Supplied passage
%%

User Agents Have Existed for Years
Yep. So why have companies started bringing it up as a selling point now? To sell you stuff—the same reason most decisions are made. Companies have to make money; that’s just how it works. It would be a poor company that doesn’t make money. That is their purpose, despite any nice words in their mission statement.
There’s nothing wrong with companies making money—somebody has to—but it does become annoying when this behavior starts to twist the meaning of things. I don’t think this is done maliciously; it just happens because there are perverse incentives to leap on tech trends. Even smart companies fall into this trap, as misusing words can draw eyes.
Those of us in the tech sector roll our eyes and continue on. For those outside our little bubble, the real meaning of the word is changed, and now we are talking about two different things. Jargon is sacrificed to the buzzword gods, and alignment is decreased. So let’s start with some level-setting about agents.
What Is an Agent?
In software, an agent is an element that acts on behalf of a user. These are a sub-pattern of the client pattern. If that sounds vague, you’re right. Software engineers like these things called Patterns. Patterns are little bits of logic that crop up repeatedly, having some general usefulness. They are abstract, can be generalized, and prevent you from reinventing the wheel. There are whole books on the topic of software patterns. Read a couple, and now you’re fun at parties. Well, very specific kinds of parties—mostly with other people who read books on software patterns.
If you need a clearer picture of an agent, I have the perfect example for you. In fact, the odds are very high that you are using this agent right now. May I present: the Web Browser.
A web browser is a user agent because it acts as the intermediary between a website and a user. When you type a URL into your web browser or click on a link, the browser sends a request to the server hosting the website. To help the server respond appropriately with the correct version of the content (e.g., HTML, CSS, JavaScript) tailored for different devices, browsers send User-Agent strings. These strings contain information about the browser’s name, version, platform, operating system, and architecture, among other details.

%%

The data
%%

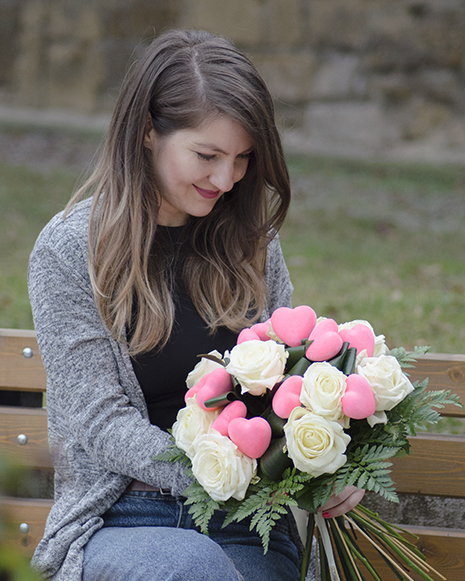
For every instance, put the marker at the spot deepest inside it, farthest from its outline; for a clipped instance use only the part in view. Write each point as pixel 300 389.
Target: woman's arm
pixel 94 401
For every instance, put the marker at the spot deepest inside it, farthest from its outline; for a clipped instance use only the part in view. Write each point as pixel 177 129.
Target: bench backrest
pixel 23 433
pixel 436 465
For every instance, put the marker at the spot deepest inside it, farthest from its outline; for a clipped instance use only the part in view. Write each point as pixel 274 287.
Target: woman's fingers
pixel 342 503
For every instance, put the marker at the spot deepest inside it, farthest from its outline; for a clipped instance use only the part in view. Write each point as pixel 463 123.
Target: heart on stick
pixel 287 397
pixel 361 337
pixel 247 335
pixel 261 330
pixel 324 326
pixel 236 409
pixel 324 346
pixel 293 325
pixel 252 437
pixel 215 383
pixel 358 401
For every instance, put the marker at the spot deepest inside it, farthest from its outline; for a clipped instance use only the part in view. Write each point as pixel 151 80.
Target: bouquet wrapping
pixel 302 407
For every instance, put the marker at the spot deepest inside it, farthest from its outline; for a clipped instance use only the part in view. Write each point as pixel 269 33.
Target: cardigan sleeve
pixel 96 418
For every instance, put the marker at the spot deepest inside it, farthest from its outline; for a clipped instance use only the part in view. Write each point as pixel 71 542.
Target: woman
pixel 173 254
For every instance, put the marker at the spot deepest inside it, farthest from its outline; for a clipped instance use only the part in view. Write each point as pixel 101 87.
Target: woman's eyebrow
pixel 217 149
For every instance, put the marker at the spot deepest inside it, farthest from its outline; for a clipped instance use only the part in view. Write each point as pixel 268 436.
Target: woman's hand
pixel 342 503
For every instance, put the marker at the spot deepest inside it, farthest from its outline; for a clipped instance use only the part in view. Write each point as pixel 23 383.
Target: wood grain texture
pixel 16 511
pixel 443 372
pixel 31 423
pixel 443 549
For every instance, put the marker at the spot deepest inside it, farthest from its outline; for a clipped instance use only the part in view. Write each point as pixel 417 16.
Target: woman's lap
pixel 155 554
pixel 150 538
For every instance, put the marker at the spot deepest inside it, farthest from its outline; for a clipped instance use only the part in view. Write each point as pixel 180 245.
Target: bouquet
pixel 302 407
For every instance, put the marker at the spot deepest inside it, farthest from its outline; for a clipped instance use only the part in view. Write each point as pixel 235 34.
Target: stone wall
pixel 364 73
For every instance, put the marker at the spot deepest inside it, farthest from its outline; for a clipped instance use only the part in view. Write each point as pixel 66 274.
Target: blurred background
pixel 370 100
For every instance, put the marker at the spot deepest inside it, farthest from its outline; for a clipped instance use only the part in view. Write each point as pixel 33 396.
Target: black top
pixel 162 374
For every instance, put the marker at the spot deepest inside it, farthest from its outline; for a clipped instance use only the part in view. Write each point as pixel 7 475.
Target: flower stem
pixel 308 547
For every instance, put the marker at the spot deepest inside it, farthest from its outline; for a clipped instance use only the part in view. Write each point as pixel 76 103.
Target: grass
pixel 28 200
pixel 363 240
pixel 383 243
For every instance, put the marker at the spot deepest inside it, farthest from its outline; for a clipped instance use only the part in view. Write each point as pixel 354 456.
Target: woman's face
pixel 195 167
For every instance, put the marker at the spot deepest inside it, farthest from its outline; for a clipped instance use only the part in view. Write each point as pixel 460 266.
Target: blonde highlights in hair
pixel 182 78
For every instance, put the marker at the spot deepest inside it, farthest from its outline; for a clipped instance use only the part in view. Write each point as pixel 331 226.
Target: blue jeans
pixel 151 537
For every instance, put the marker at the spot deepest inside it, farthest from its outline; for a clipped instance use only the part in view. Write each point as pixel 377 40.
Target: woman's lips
pixel 208 194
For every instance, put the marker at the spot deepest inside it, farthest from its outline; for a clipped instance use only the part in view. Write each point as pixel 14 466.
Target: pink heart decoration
pixel 325 346
pixel 252 437
pixel 214 383
pixel 361 337
pixel 236 409
pixel 293 325
pixel 247 335
pixel 261 330
pixel 358 401
pixel 324 326
pixel 287 397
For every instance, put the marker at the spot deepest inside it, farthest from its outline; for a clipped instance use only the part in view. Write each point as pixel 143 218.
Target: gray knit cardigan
pixel 99 433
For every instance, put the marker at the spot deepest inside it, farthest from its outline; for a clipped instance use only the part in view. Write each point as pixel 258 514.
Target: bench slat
pixel 443 548
pixel 16 370
pixel 444 372
pixel 31 423
pixel 436 466
pixel 17 511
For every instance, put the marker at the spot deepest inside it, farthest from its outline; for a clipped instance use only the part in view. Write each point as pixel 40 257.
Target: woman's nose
pixel 224 177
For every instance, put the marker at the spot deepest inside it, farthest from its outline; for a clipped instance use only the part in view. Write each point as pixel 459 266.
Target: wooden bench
pixel 436 466
pixel 23 434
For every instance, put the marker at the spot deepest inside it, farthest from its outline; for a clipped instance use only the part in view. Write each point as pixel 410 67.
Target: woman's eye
pixel 204 156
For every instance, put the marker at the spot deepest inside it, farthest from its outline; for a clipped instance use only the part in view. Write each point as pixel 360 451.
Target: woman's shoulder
pixel 65 231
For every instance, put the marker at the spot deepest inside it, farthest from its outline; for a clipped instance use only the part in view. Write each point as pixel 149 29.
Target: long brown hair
pixel 182 78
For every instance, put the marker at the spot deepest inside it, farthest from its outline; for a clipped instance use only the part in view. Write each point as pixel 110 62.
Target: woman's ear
pixel 149 132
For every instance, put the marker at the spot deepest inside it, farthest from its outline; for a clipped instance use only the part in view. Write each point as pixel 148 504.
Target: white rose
pixel 322 388
pixel 389 383
pixel 220 468
pixel 203 367
pixel 315 445
pixel 257 365
pixel 191 421
pixel 380 341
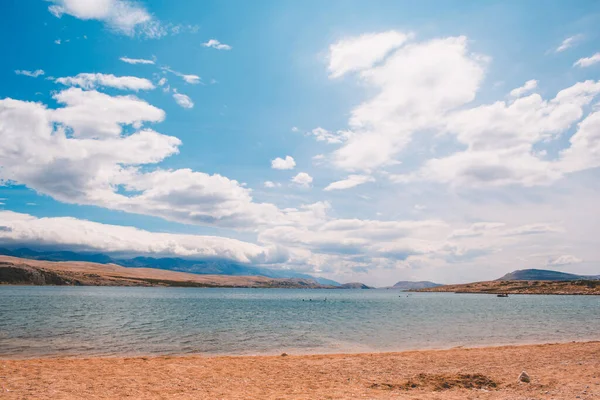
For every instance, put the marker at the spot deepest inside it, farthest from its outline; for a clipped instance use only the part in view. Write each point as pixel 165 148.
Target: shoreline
pixel 557 370
pixel 297 352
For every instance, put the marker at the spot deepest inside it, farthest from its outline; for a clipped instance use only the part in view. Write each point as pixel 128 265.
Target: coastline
pixel 559 370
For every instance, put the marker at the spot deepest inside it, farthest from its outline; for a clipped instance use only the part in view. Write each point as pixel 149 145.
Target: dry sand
pixel 558 371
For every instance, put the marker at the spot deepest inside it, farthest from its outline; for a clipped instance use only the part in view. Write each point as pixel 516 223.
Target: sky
pixel 359 141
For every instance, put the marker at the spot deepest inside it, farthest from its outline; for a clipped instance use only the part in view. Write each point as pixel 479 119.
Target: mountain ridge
pixel 544 275
pixel 212 266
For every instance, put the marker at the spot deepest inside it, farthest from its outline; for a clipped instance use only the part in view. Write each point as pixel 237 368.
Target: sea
pixel 49 321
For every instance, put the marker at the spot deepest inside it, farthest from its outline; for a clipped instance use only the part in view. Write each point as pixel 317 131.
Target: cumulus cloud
pixel 73 233
pixel 189 78
pixel 362 52
pixel 526 88
pixel 588 61
pixel 416 85
pixel 122 16
pixel 283 163
pixel 98 164
pixel 302 179
pixel 215 44
pixel 93 81
pixel 183 100
pixel 566 259
pixel 500 139
pixel 136 60
pixel 350 182
pixel 271 184
pixel 33 74
pixel 323 135
pixel 91 114
pixel 568 43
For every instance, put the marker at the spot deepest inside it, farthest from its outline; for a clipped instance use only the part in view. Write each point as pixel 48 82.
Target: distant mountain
pixel 201 267
pixel 543 275
pixel 412 285
pixel 355 285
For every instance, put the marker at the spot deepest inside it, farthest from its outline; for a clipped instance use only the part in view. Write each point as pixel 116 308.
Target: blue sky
pixel 441 172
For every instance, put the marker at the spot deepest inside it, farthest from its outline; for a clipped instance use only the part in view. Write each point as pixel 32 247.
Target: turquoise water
pixel 49 321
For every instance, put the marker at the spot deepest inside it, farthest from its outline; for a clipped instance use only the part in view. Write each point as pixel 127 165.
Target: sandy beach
pixel 557 371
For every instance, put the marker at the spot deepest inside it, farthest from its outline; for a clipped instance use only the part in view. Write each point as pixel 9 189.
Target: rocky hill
pixel 543 275
pixel 19 271
pixel 412 285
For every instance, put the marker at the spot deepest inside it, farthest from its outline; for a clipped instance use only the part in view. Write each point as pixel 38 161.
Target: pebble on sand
pixel 524 377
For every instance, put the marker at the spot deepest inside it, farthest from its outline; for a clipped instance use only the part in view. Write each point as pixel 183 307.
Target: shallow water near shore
pixel 106 321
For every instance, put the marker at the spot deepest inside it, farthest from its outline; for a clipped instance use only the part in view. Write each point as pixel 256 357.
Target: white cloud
pixel 183 100
pixel 215 44
pixel 500 138
pixel 588 61
pixel 136 60
pixel 280 163
pixel 270 184
pixel 566 259
pixel 415 86
pixel 302 179
pixel 33 74
pixel 323 135
pixel 73 233
pixel 122 16
pixel 350 182
pixel 189 78
pixel 101 165
pixel 526 88
pixel 569 42
pixel 362 52
pixel 92 81
pixel 91 114
pixel 584 150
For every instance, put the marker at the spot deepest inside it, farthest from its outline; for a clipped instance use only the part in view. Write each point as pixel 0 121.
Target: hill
pixel 543 275
pixel 412 285
pixel 355 285
pixel 211 266
pixel 522 287
pixel 78 273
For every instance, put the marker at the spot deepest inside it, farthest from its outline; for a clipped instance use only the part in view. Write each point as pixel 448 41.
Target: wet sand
pixel 557 371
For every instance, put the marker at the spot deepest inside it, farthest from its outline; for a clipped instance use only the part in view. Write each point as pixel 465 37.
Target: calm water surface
pixel 48 321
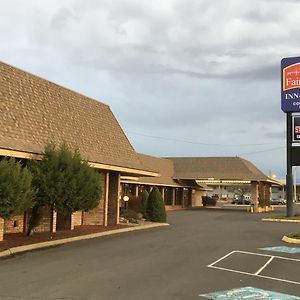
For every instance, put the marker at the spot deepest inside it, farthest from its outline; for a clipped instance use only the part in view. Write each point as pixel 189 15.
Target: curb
pixel 290 240
pixel 30 247
pixel 280 220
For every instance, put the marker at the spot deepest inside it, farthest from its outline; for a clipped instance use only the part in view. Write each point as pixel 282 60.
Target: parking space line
pixel 251 274
pixel 215 262
pixel 264 266
pixel 257 274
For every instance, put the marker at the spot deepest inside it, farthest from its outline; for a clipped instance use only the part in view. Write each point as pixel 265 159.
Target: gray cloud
pixel 194 70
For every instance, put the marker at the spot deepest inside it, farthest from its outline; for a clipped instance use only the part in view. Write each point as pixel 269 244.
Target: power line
pixel 200 143
pixel 261 151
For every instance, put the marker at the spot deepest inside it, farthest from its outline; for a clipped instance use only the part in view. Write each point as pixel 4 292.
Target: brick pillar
pixel 1 229
pixel 114 198
pixel 105 198
pixel 163 193
pixel 261 193
pixel 254 195
pixel 136 190
pixel 72 221
pixel 173 196
pixel 53 221
pixel 267 193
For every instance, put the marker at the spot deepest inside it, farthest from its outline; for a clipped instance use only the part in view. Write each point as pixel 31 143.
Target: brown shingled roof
pixel 234 168
pixel 165 168
pixel 34 112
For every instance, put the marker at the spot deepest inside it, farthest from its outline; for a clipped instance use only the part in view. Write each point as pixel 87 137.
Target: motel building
pixel 36 112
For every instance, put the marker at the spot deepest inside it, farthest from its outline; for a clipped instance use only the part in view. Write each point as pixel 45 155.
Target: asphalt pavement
pixel 203 251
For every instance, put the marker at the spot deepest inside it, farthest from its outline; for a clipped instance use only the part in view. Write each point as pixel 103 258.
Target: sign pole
pixel 289 174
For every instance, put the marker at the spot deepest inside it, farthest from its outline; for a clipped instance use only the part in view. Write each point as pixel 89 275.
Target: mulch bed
pixel 20 239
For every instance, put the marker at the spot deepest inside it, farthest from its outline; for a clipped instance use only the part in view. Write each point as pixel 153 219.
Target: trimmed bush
pixel 134 203
pixel 64 182
pixel 209 201
pixel 144 199
pixel 155 207
pixel 16 193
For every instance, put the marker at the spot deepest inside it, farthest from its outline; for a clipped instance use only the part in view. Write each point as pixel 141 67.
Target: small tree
pixel 16 193
pixel 155 207
pixel 64 182
pixel 144 199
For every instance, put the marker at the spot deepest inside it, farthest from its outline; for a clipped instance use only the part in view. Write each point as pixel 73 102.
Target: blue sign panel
pixel 290 84
pixel 284 249
pixel 296 129
pixel 249 293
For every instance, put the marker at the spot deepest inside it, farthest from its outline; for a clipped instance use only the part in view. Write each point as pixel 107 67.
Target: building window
pixel 178 196
pixel 168 196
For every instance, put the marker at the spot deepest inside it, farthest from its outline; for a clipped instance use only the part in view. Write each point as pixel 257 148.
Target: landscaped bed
pixel 20 239
pixel 294 235
pixel 283 218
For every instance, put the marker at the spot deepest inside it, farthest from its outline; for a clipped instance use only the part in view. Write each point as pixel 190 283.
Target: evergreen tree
pixel 64 182
pixel 16 193
pixel 144 199
pixel 155 207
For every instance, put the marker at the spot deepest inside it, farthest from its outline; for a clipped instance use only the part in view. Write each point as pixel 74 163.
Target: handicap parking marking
pixel 284 249
pixel 248 293
pixel 258 272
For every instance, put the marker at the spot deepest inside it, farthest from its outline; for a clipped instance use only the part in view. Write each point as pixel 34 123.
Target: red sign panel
pixel 291 77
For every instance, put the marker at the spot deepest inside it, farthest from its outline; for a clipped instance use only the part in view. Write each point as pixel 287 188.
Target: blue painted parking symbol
pixel 249 293
pixel 284 249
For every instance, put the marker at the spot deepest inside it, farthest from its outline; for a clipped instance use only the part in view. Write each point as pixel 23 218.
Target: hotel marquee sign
pixel 290 84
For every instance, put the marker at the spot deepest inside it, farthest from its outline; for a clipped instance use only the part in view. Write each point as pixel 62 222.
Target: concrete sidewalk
pixel 30 247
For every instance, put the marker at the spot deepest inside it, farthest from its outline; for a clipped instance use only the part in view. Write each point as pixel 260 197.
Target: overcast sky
pixel 200 71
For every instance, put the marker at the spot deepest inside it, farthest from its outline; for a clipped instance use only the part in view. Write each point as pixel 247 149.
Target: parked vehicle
pixel 277 201
pixel 241 201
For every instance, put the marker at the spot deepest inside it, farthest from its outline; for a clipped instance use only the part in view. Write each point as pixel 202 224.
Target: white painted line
pixel 267 255
pixel 264 266
pixel 215 262
pixel 260 276
pixel 257 274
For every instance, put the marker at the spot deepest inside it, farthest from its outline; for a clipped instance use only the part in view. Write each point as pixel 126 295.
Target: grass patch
pixel 294 235
pixel 282 217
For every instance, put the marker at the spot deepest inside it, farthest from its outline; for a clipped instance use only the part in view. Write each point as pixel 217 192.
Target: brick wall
pixel 77 218
pixel 46 219
pixel 14 225
pixel 197 198
pixel 96 215
pixel 113 198
pixel 1 229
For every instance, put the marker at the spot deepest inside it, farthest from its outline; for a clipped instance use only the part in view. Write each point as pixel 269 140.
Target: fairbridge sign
pixel 290 104
pixel 290 80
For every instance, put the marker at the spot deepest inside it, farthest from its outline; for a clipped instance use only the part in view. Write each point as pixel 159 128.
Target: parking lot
pixel 204 254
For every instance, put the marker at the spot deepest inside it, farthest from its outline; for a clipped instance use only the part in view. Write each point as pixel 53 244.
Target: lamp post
pixel 126 199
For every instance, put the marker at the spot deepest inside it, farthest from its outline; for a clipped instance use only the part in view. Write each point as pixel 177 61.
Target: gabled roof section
pixel 223 168
pixel 163 166
pixel 34 112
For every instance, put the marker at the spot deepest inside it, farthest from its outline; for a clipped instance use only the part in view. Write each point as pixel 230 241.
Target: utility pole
pixel 289 168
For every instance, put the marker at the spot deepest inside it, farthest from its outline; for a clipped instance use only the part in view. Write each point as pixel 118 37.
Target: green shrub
pixel 155 207
pixel 144 199
pixel 209 201
pixel 64 182
pixel 16 193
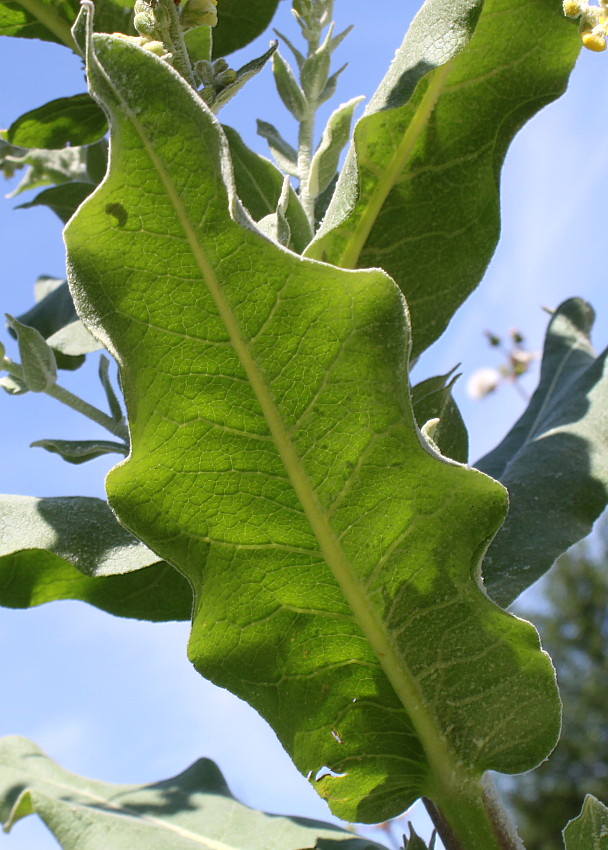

%%

Problem set
a: Reproduce the part of the article on user agents that opens with the words containing "Those of us" and closes with "level-setting about agents.", swapping "buzzword gods" for "marketing gods".
b: According to the article on user agents, what information do User-Agent strings contain?
Draw solely on the article on user agents.

Numbered answers
a:
Those of us in the tech sector roll our eyes and continue on. For those outside our little bubble, the real meaning of the word is changed, and now we are talking about two different things. Jargon is sacrificed to the marketing gods, and alignment is decreased. So let’s start with some level-setting about agents.

b: They contain the browser's name, version, platform, operating system, and architecture, among other details.